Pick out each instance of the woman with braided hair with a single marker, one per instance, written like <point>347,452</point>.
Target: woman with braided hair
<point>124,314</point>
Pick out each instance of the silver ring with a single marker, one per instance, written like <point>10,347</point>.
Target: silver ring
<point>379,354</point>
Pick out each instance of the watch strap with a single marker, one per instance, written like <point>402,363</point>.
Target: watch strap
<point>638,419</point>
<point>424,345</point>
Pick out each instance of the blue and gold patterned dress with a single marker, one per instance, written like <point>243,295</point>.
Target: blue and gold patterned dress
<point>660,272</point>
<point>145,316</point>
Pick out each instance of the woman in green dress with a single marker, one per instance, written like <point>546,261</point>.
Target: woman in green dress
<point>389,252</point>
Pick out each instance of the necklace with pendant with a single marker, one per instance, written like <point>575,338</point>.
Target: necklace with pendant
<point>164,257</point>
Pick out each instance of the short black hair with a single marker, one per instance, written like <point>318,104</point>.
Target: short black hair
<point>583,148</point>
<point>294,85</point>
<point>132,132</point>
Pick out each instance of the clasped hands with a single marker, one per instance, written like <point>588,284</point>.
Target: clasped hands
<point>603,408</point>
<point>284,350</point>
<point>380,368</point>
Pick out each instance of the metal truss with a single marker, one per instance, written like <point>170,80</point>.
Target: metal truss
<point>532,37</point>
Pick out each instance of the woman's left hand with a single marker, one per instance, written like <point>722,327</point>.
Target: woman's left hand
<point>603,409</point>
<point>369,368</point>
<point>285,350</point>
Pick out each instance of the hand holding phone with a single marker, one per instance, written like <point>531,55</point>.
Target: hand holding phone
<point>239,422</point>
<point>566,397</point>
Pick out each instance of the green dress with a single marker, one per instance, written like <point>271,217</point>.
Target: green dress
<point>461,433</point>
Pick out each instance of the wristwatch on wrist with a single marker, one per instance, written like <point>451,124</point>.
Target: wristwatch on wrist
==
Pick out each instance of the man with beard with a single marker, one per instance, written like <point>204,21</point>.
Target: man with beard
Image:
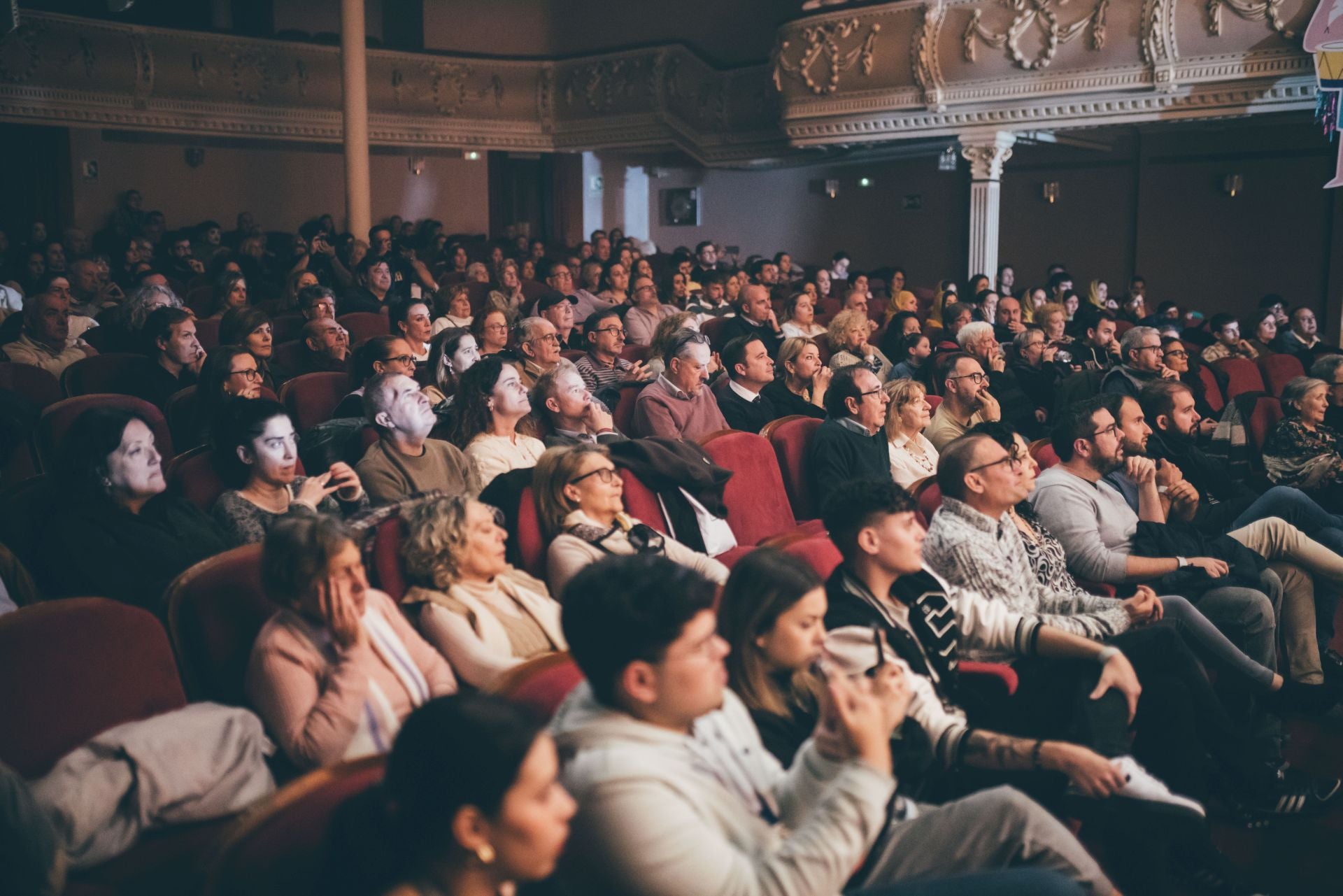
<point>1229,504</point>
...
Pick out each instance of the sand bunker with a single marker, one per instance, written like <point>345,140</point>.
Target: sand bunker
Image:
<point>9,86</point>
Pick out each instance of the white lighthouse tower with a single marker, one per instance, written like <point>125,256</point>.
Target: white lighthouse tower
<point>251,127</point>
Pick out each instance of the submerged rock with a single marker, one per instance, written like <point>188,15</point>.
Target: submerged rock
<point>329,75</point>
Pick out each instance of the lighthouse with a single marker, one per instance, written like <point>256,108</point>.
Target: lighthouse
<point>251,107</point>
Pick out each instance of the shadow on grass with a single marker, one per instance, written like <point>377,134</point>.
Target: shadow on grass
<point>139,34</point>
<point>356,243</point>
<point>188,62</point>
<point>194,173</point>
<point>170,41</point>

## Work instructions
Swap "marker" for "dot" in the material, starting with the line that contains "Pick out each instance of the woman with" and going on through the line that contains "<point>132,132</point>". Give only those lines again, with nothing else changed.

## Finished exercise
Pick out each instance of the woman with braided hair with a single dot, one per instance, written like <point>347,452</point>.
Target: woman with braided hair
<point>124,314</point>
Pick out each instance of the silver ring with a single dot, one per instance, written like <point>10,347</point>.
Target: silver ring
<point>379,354</point>
Pick out each instance of the watch strap with a single dot, one per instance, written like <point>402,363</point>.
Target: watch strap
<point>638,419</point>
<point>424,345</point>
Pick out each instance of the blue and gold patterned dress with a single dot, one per instance, written like <point>243,295</point>.
Target: blue and gold patterned dress
<point>660,272</point>
<point>145,316</point>
Pick out each instance of the woman in green dress with a single dot, one per instance, written like <point>546,261</point>.
Target: woman in green dress
<point>389,252</point>
Pick out each instance of the necklace with pendant with a single dot, one per instance, written like <point>575,338</point>.
Target: necklace with pendant
<point>164,257</point>
Pick out each instance of the short black hair with a single dot, one per instance, written like <point>318,104</point>.
Target: short black hair
<point>583,148</point>
<point>294,85</point>
<point>132,132</point>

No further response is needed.